Die meisten Quellen des Humors sind es unfreiwillig, und oft erschließt sich deren Komik nur aus sicherer Entfernung. Stalin zum Beispiel war ein großer unfreiwiliger Humorist – außer für seine Zeitgenossen –, und der späte Hitler, das Rumpelstilzchen im Bunker, wohl auch. Im vorderen Mittelfeld dieses Genres bewegte sich das Ministerium für Staatssicherheit.
Unvergesslich ist mir ein Passus geblieben, den Wolf Biermann in seinen Stasi-Akten fand, aus dem Abhörprotokoll eines hauptamtlichen Spitzels: „Biermann führte mit einer Dame Geschlechtsverkehr durch. Danach ist Ruhe im Objekt.” Das ist deutsch. Oder eben deutschkomisch (Goethe).
Ich hatte mit den Brüdern gottlob selten Kontakt, und wenn, dann ließ die Distanz eine gewisse Komik zu. Ich weiß nicht, ob ich die Geschichte schon einmal erzählt habe: Ich arbeitete – diesen Begriff im allerweitesten Sinne verstanden – im Sommer 1986 als Platzwart im Berliner Hans-Zoschke-Stadion, dessen pikante Lage zumindest dem Ostberliner geläufig ist: Es war von drei Seiten eingeschlossen vom Hauptsitz des Ministeriums für Staatssicherheit. Dort saß der Genosse Mielke und liebte alle Menschen. (Die Gerüchteküche wollte wissen, dass die Schlapphüte am liebsten das gesamte Stadion als Betriebssportplatz in ihr Ministerium integriert hätten, aber die Witwe des von Roland Freisler zum Tode verurteilten Zoschke soll sich gegen diese Einverleibung gesträubt haben.) An einem schönen Sommertag legte ich mich im Mittelkreis des Fußballplatzes in die Sonne, derweil die Genossen Kundschafter in ihren Büros schwitzten. Wenig später kamen meine Kollegen aufgeregt zu mir gelaufen: Die Neidlinge hatten in der Zentrale des Sportstättenbetriebs Berlin angerufen und moniert, der Platzwart arbeite nicht (deutsch, sehr deutsch) …
Die in den Büros Brütenden verfassten und lasen Texte wie diesen: „Die stellvertretende Leiterin des Standesamtes ist für die Vorbereitung und Durchführung der Eheschließungen verantwortlich. Sie versteht sich in Ausübung dieser Funktion als Beauftragte der Arbeiterklasse und löst deshalb ihre Aufgaben stets vom klassenmäßigen Standpunkt aus.”

● **Angezeigte Informationen**:

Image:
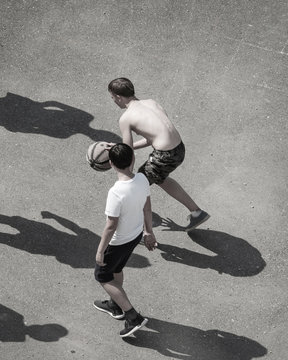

● **Aufgabenstellung**:
[1] Beantworten Sie anhand des Textauszugs über die Staatssicherheit folgende Fragen:
(a) Wer fand den Passus aus dem Abhörprotokoll in den eigenen Stasi-Akten?
(b) In welchem Sommer wurde im Hans-Zoschke-Stadion als Platzwart gearbeitet?
(c) Wofür ist die stellvertretende Leiterin des Standesamtes laut dem zuletzt zitierten Text verantwortlich?
[2] Geben Sie den Abschnitt des Textauszugs von „Unvergesslich ist mir“ bis „eben deutschkomisch (Goethe).“ wortgetreu wieder.

● **Lösungen der Aufgaben**:
[1]
(a) Wolf Biermann
(b) Im Sommer 1986
(c) Für die Vorbereitung und Durchführung der Eheschließungen

[2]
Unvergesslich ist mir ein Passus geblieben, den Wolf Biermann in seinen Stasi-Akten fand, aus dem Abhörprotokoll eines hauptamtlichen Spitzels: „Biermann führte mit einer Dame Geschlechtsverkehr durch. Danach ist Ruhe im Objekt.” Das ist deutsch. Oder eben deutschkomisch (Goethe).